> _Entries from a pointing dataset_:
** BEGIN **
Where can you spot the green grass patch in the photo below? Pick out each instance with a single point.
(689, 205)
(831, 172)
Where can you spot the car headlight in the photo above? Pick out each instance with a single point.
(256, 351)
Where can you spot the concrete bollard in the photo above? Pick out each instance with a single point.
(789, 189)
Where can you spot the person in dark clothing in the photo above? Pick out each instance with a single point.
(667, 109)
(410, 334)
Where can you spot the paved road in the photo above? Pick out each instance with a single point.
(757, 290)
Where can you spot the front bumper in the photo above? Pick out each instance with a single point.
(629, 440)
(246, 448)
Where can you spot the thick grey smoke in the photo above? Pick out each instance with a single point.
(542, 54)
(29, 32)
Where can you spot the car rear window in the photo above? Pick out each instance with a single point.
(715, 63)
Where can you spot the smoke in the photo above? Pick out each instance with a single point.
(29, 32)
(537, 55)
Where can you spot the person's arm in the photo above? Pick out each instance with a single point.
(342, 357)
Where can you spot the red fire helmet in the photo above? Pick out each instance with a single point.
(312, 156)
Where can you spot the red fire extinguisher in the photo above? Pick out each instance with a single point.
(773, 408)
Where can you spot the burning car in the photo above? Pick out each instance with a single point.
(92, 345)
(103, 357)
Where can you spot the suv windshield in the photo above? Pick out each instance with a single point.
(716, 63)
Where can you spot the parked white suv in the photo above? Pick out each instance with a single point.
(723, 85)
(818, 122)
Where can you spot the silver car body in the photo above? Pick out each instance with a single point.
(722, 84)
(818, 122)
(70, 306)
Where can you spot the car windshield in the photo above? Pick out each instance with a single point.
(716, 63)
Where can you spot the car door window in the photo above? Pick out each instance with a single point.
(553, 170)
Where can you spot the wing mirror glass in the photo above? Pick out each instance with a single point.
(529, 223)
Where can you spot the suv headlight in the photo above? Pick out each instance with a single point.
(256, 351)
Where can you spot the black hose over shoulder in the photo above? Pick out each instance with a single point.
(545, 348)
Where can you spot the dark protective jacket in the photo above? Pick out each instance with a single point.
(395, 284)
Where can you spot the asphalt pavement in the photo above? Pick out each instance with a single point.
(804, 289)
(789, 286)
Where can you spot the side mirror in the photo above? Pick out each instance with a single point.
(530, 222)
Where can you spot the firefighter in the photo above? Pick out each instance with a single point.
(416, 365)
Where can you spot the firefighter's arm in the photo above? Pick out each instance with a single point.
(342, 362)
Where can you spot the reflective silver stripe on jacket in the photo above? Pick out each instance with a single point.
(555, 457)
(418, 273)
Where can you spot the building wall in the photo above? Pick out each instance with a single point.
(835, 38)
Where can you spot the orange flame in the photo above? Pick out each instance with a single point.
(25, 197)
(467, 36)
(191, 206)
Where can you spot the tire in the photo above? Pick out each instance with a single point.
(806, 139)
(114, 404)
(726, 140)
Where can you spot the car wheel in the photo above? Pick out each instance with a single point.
** END **
> _WRITTEN REQUEST_: Repeat only the lines running from the line that contains "Where can you spot the suv windshield" through the last line above, inclusive.

> _OUTPUT OF THE EXERCISE_:
Where can you spot the suv windshield in the photo above? Pick out each instance with a single point.
(716, 63)
Where can you spot the parked white suv in the photo above? Pick out each instance with a single point.
(723, 85)
(818, 122)
Where can you spot the silver car body in the photo above? Pick out each instance with a single point.
(722, 84)
(818, 122)
(70, 306)
Where can you spot the car windshield in the photo above? Pick out each instance with a single point.
(716, 63)
Where can you spot the car door window in the photo above? Pick out each instance with a single point.
(553, 170)
Where can you spot the wing mirror glass in the photo above? Pick out each instance with a single point.
(529, 223)
Where can you spot the suv headlight in the photo above? Pick out each instance with a single point.
(256, 351)
Where can you spot the black hose over shoulder in the photo above? Pick out each instance with a single point.
(545, 348)
Where can you spot the dark protective jacket in the photo above? Pick out each instance with a single point.
(395, 284)
Where can you spot the asphalt pavement in the photo above? Pick out each instance with a single point.
(804, 289)
(789, 286)
Where can you spot the side mirror in the photo above? Pick out each instance with a single point.
(530, 222)
Where can you spot the firefighter in the photo above? Pick out each instance with a single point.
(416, 365)
Where can you spot the firefighter's arm in the photo above? Pick out each instance with a single point.
(342, 362)
Where can you spot the reflective silver stripe on jacket in the photo above? Pick out each instance with a single point.
(555, 457)
(418, 273)
Where can you spot the building wall in the photo above? Pick out each instance with a single point.
(835, 38)
Where can you spot the orange flame in the photo above? Pick out each instance with a single point.
(25, 197)
(467, 36)
(191, 206)
Where can you spot the tire in the photo above? Pick out each instance with a single point.
(806, 139)
(114, 404)
(726, 140)
Where can you spot the car wheel in the photo above? Pick out each instance with a single point.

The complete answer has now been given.